Assigned task.
Below are some lines of data. Return all of them as they are.

Extracted entries.
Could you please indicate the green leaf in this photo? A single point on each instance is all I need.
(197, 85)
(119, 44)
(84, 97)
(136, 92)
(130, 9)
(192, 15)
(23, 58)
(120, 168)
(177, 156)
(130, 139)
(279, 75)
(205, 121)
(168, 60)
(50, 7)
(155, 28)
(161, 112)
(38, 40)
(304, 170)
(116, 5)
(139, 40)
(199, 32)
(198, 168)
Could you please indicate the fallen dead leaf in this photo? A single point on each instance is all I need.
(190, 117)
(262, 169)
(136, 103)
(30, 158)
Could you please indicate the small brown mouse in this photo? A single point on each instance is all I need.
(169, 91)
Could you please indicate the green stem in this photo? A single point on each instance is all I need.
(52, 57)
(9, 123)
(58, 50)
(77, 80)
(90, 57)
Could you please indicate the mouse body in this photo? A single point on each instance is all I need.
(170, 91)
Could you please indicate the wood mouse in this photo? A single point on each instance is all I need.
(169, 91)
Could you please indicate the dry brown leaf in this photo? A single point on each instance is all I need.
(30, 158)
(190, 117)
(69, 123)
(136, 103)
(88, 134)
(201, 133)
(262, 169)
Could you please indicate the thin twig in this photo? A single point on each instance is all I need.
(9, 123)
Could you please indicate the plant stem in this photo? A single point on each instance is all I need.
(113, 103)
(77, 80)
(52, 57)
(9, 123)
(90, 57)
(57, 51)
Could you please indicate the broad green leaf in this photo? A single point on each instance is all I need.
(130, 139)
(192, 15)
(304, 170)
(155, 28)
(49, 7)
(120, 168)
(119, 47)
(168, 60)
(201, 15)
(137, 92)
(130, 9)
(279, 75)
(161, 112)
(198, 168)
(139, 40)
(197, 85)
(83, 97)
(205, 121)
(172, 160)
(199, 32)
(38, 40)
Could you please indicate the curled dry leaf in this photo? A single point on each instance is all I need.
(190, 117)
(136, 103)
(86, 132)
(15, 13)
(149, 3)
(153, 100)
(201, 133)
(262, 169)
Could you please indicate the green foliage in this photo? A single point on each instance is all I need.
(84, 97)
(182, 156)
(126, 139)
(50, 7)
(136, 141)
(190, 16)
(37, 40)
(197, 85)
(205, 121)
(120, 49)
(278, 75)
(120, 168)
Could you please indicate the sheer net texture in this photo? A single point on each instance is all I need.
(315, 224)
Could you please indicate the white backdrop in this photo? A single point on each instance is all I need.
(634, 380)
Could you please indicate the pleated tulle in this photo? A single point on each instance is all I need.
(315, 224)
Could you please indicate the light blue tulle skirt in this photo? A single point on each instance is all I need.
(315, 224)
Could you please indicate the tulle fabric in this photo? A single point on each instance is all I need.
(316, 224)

Problem solution.
Could you please indicate the green leaf in this photo? A single point on each instance is all I need.
(197, 85)
(119, 44)
(84, 97)
(136, 92)
(130, 9)
(192, 15)
(23, 58)
(120, 168)
(177, 156)
(130, 139)
(279, 75)
(205, 121)
(168, 60)
(50, 7)
(155, 28)
(161, 112)
(38, 40)
(304, 170)
(116, 5)
(139, 40)
(199, 32)
(198, 168)
Could you please indicate the fallen dead leaf in this photo? A single point on each instance is all I need.
(190, 117)
(262, 169)
(136, 103)
(30, 158)
Could you please indicate the small brown mouse in this photo? A single point on each instance is all I need.
(169, 91)
Could you please indicate the green stem in this photo? A single point on each instance is all I need.
(52, 57)
(9, 123)
(58, 50)
(77, 80)
(90, 57)
Could you please indicate the mouse body in this photo? A single point on each instance is all I need.
(170, 91)
Could you please indicate the wood mouse in this photo? A single point on each instance is all I need.
(169, 91)
Could you please indicate the dry brown leaf in this photo? A single point on each instance is all I need.
(30, 158)
(190, 117)
(69, 123)
(136, 103)
(88, 134)
(201, 133)
(262, 169)
Could you please indicate the thin twig in this photo? A single point on each instance is all I need.
(9, 123)
Could you please indicate the plant stem in this photo? A single point on each instance is all I need.
(113, 103)
(77, 80)
(52, 57)
(9, 123)
(90, 57)
(57, 51)
Could you please indicate the broad green leaf in this photo? A single point on each instance is all I need.
(130, 139)
(192, 15)
(304, 170)
(155, 28)
(49, 7)
(120, 168)
(119, 47)
(168, 60)
(201, 15)
(137, 92)
(130, 9)
(279, 75)
(161, 112)
(198, 168)
(139, 40)
(197, 85)
(83, 97)
(205, 121)
(172, 160)
(199, 32)
(38, 40)
Could you please indicate the curled dry leaf in this photo? A single point on each instance is all I need.
(190, 117)
(136, 103)
(86, 132)
(15, 13)
(149, 3)
(153, 100)
(201, 133)
(262, 169)
Could you please indicate the green foliage in this photo? A single point on each instance is all I need.
(84, 97)
(182, 156)
(126, 139)
(50, 7)
(136, 141)
(190, 16)
(37, 40)
(197, 85)
(205, 121)
(120, 49)
(278, 75)
(120, 168)
Could you please indicate the sheer net texture in this photo? A single point on each instance is all I need.
(315, 224)
Could you please indicate the white backdrop in this photo? A single point on each instance is all I need.
(634, 380)
Could you please indicate the pleated tulle in this photo? A single point on each instance is all I need.
(315, 224)
Could you please indicate the light blue tulle skirt in this photo? A single point on each instance is all I need.
(315, 224)
Could you please indicate the tulle fabric in this photo? A single point on each instance is all I need.
(316, 224)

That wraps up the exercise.